Problem description: Look through the material below and show every line with the word "safety".

Entries provided below:

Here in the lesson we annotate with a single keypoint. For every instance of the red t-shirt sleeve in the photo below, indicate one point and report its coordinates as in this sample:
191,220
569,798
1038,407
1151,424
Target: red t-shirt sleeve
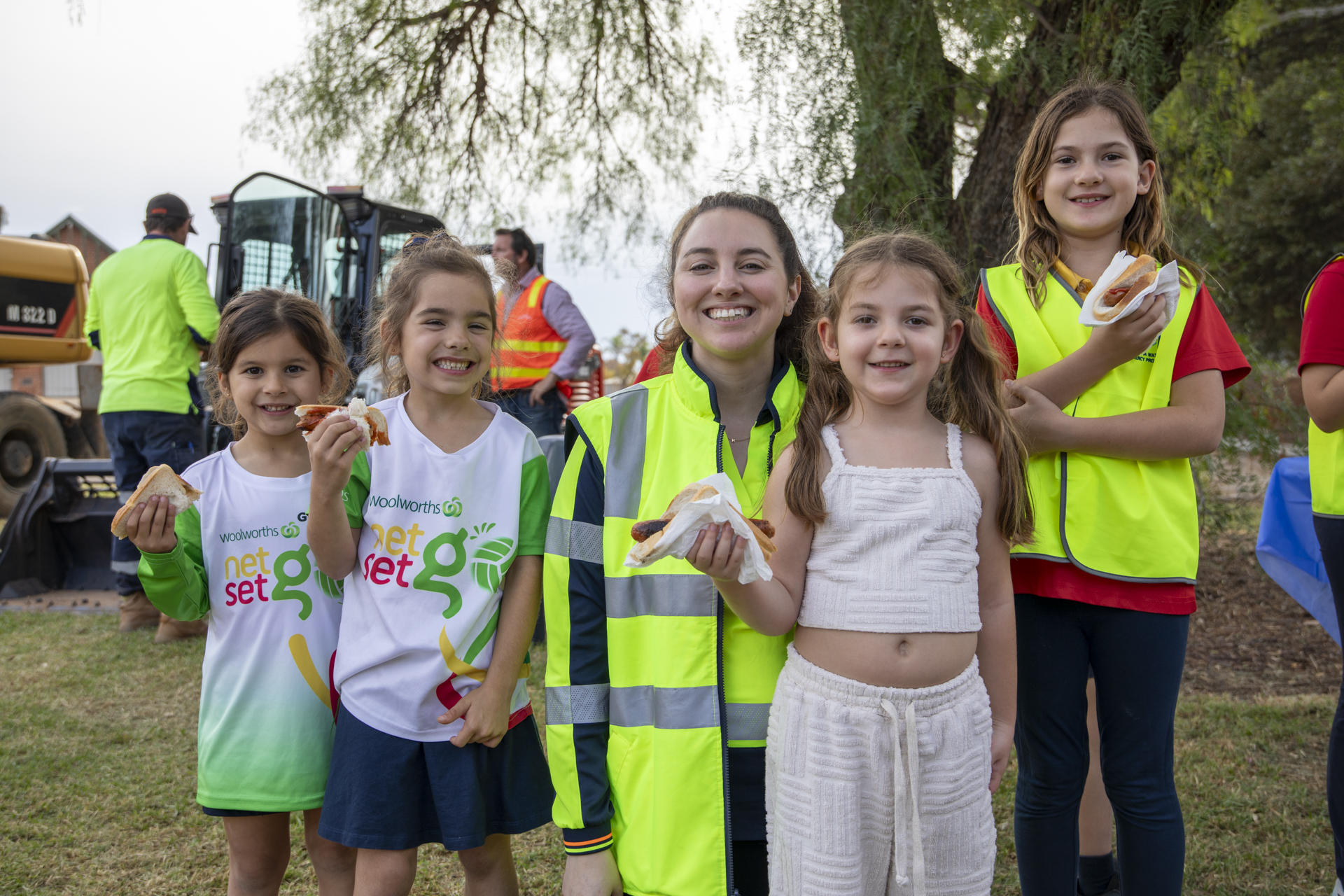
651,365
1209,346
999,336
1323,328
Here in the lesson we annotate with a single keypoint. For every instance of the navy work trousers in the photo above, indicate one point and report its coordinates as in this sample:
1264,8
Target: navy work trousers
1329,532
1138,660
137,441
543,418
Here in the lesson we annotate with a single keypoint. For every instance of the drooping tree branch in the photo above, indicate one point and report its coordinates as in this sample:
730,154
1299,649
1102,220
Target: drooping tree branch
476,106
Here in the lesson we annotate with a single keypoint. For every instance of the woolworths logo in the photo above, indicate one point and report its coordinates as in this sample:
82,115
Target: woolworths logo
452,507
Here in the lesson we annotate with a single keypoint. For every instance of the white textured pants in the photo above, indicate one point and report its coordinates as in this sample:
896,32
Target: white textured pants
844,814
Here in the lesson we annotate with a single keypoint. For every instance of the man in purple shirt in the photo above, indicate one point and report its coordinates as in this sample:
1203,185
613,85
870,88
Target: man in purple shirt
537,402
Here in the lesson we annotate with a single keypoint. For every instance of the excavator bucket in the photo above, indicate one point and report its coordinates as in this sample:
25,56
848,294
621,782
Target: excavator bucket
58,536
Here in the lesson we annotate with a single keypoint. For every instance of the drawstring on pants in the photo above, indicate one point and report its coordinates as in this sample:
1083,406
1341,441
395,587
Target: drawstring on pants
899,793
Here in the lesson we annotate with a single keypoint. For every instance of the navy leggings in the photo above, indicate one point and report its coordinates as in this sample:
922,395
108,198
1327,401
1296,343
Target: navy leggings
1329,532
1138,660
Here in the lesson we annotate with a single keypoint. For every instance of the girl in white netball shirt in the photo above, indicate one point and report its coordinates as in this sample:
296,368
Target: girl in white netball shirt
239,558
438,536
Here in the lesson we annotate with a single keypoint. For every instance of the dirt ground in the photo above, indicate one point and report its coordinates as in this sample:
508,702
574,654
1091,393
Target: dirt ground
1249,638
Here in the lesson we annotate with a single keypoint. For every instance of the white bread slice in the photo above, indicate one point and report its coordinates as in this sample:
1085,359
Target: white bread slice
159,480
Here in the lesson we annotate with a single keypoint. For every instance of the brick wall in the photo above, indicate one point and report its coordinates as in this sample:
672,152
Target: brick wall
92,251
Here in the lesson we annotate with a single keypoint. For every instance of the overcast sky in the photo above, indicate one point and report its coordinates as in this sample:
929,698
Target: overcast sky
148,97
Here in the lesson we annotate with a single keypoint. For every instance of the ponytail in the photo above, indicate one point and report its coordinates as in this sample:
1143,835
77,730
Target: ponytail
969,393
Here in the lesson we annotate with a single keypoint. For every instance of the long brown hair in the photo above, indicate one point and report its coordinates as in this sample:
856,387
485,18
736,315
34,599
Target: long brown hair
1038,234
421,255
967,391
790,337
267,312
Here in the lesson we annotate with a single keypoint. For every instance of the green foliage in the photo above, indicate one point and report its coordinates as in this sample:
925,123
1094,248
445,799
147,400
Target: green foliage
475,105
622,356
1252,144
1265,422
870,106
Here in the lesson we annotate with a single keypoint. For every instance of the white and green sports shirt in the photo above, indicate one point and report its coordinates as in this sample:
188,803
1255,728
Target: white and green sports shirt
440,531
242,562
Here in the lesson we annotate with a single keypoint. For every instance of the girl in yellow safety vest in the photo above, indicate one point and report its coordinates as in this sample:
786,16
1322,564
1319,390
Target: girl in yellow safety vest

End of Entries provided.

Expected output:
Here in the lesson we annotate with a single keypoint. For every instance of the girl in yellow safety vest in the photo above, indicate one point and report its coordinates as in this sample:
Target: girl in yellow safety vest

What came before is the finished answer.